• [Stated problem]
List each line of the records that contains the string "swan". Case counts.

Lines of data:
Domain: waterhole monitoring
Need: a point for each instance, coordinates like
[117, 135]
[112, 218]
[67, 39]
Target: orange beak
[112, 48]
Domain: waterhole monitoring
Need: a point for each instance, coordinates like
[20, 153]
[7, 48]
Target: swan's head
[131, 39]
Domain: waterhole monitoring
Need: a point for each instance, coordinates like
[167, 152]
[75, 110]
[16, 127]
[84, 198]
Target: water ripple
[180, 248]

---

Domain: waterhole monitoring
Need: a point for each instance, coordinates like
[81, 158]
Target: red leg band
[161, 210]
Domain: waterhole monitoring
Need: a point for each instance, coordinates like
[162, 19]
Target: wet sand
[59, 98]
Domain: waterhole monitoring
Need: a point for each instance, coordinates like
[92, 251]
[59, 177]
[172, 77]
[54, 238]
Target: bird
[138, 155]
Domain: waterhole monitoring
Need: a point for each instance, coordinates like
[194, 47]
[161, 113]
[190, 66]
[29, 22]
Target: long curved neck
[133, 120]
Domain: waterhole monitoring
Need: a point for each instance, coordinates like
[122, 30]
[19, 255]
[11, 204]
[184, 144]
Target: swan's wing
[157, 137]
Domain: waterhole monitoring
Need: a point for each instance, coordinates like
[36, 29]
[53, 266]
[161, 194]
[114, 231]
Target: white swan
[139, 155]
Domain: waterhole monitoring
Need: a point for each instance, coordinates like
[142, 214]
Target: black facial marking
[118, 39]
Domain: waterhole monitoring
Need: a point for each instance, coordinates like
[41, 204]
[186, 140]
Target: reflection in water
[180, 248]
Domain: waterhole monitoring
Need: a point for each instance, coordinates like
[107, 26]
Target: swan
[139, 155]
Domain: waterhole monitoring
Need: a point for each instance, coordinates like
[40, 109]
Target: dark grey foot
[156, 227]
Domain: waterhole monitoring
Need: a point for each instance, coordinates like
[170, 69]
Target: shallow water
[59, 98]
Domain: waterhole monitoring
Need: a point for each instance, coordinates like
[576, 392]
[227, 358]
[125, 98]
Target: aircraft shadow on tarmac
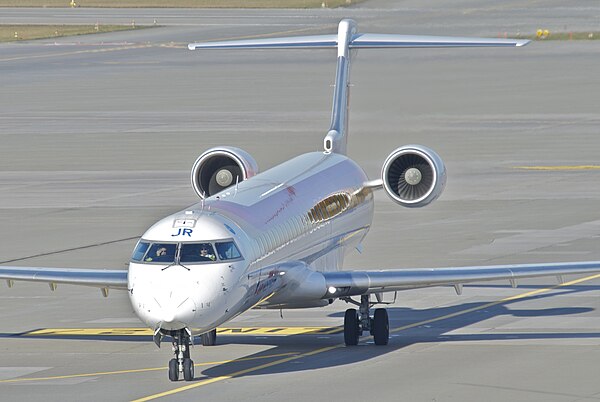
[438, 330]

• [The result]
Target: swan's head
Target: swan's wing
Target: white swan
Target: swan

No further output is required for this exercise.